**Tasks to complete:**
1 - Say whether each statement agrees with the InStr passage, answering yes or no and quoting the deciding words of the InStr passage: (a) InStr returns the character position of text embedded within a larger string; (b) having InStr perform a binary search through its optional arguments would locate Don as a stand-alone word; (c) the function offered can be used as a UDF on a worksheet.
2 - Rescale the records from their first line through the line with "point(280, 215)", giving every one of those lines again, requests included. Multiply each answer coordinate by 2.55 and round to whole numbers, halves up, leaving the requests and their sample points unchanged.

**Passage given:**
==============================

Rick Rothstein
04-26-2012, 10:26 AM
.
*CORRECTED CODE AS OF JULY 31, 2014 (See Message #6 For Details) ****
The InStr function is a handy tool. It will return the character position of text that is embedded within a larger text string. And while this is handy, the function is useless for finding words as stand-alone words in the text. Let's say you had this text string...
TextString = "Don't tell me, but your name is Don, right?"
and you wanted to find the character position of the name Don in that text. If you used the InStr function like this...
MsgBox InStr(TextString, "Don")
It would return the number 1 because it would find the letters "Don" inside the word "Don't" and never look further into the text to see if Don existed as a stand-alone word or not. Even using InStr's optional arguments and having it perform a binary search would not help because the letter casing for the first 3 characters of "Don't" is the same a for the name "Don". Here is a function which can be called from your VB code or which can be used as a UDF on a worksheet, if desired, that will find text as stand-alone words that are not embedded as part of other words...

==============================

Records:
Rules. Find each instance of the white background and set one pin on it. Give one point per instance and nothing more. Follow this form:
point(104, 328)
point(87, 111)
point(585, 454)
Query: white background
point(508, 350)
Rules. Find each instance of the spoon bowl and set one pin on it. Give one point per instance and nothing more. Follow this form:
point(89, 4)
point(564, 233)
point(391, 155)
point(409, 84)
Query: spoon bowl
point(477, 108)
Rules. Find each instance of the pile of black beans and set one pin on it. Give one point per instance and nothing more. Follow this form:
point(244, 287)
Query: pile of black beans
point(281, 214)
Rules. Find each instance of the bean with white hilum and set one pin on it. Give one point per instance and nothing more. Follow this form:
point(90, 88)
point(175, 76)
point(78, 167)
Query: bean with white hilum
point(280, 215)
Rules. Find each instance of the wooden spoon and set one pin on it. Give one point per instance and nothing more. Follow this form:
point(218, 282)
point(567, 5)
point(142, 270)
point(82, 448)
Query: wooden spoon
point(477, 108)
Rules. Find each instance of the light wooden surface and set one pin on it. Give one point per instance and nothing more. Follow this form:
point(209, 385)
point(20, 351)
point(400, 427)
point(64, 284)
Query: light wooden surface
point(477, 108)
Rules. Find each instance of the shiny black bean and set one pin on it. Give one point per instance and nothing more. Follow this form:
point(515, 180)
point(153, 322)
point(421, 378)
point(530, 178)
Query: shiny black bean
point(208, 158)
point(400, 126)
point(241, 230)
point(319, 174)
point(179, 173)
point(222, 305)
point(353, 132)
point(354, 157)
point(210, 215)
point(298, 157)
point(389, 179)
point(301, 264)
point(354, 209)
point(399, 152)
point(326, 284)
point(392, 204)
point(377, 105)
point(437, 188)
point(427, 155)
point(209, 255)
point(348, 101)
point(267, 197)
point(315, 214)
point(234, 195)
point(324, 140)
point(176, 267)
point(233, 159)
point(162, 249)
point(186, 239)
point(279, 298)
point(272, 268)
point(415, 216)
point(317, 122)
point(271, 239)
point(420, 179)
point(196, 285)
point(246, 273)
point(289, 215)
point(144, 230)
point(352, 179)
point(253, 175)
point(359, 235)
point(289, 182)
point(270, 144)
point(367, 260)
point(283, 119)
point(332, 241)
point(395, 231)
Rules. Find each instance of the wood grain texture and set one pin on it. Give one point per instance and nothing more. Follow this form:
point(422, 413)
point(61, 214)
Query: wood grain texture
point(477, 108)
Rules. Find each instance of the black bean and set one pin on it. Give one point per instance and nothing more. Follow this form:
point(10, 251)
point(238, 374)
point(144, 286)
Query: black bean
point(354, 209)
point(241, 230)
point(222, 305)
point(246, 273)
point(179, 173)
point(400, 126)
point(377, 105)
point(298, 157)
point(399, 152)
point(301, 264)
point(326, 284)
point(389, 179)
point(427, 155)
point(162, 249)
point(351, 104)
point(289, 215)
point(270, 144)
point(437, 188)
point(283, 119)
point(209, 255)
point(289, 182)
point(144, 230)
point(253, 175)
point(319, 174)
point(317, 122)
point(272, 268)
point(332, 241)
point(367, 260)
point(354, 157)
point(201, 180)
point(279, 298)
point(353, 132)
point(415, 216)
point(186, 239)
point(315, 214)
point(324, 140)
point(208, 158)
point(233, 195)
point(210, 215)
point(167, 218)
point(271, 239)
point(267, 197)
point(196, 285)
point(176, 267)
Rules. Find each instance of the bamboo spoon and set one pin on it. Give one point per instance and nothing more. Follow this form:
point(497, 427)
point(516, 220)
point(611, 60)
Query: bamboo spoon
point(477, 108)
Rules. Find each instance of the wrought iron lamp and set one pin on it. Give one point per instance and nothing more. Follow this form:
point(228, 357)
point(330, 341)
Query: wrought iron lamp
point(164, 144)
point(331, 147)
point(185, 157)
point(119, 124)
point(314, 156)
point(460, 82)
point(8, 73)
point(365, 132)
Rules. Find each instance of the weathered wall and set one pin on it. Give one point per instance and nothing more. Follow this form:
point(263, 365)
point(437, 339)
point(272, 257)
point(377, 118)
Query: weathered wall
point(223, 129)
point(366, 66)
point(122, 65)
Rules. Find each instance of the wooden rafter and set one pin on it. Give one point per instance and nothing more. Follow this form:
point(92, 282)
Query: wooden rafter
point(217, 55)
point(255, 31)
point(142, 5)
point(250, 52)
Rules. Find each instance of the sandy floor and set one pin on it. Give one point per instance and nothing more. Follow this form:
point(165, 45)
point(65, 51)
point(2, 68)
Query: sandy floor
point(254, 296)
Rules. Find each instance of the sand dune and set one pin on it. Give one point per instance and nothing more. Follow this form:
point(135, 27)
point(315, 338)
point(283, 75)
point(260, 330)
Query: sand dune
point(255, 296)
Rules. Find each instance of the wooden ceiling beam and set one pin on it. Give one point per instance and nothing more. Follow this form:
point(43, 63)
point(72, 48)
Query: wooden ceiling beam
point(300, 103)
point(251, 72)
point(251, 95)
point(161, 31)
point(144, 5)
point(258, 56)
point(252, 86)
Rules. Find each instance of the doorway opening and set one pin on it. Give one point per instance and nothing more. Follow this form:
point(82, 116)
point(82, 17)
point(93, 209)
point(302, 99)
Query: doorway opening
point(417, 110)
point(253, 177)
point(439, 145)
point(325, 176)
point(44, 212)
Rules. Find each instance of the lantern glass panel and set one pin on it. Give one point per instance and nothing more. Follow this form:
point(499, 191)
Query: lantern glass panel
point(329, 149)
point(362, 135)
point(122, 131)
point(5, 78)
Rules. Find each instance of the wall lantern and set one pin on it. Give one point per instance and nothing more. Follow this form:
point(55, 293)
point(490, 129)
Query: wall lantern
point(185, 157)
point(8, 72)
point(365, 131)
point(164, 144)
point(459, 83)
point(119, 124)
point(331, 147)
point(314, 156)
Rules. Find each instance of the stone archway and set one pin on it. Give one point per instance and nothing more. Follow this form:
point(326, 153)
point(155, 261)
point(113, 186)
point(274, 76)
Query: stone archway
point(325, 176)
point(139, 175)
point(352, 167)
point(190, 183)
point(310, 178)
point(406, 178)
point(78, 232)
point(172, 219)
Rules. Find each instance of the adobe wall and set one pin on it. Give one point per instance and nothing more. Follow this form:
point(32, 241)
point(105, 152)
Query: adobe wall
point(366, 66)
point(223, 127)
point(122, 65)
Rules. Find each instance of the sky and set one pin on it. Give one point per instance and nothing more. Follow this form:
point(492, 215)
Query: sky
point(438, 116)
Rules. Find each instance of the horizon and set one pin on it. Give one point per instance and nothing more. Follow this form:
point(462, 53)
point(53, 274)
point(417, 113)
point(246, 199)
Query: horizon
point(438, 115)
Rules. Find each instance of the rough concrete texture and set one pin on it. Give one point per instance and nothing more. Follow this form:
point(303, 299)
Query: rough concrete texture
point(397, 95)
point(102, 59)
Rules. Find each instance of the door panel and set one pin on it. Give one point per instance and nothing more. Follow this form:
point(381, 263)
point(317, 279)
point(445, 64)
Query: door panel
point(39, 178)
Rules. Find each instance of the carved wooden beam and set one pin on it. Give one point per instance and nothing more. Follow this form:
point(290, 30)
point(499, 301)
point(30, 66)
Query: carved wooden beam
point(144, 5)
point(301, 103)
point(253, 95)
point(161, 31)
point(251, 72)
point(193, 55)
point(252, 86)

==============================

**Written answers:**
1 -
(a) Yes: "It will return the character position of text that is embedded within a larger text string."
(b) No: "Even using InStr's optional arguments and having it perform a binary search would not help"
(c) Yes: "can be used as a UDF on a worksheet"

2 -
Rules. Find each instance of the white background and set one pin on it. Give one point per instance and nothing more. Follow this form:
point(104, 328)
point(87, 111)
point(585, 454)
Query: white background
point(1295, 893)
Rules. Find each instance of the spoon bowl and set one pin on it. Give one point per instance and nothing more. Follow this form:
point(89, 4)
point(564, 233)
point(391, 155)
point(409, 84)
Query: spoon bowl
point(1216, 275)
Rules. Find each instance of the pile of black beans and set one pin on it. Give one point per instance and nothing more. Follow this form:
point(244, 287)
Query: pile of black beans
point(717, 546)
Rules. Find each instance of the bean with white hilum and set one pin on it. Give one point per instance and nothing more. Follow this form:
point(90, 88)
point(175, 76)
point(78, 167)
Query: bean with white hilum
point(714, 548)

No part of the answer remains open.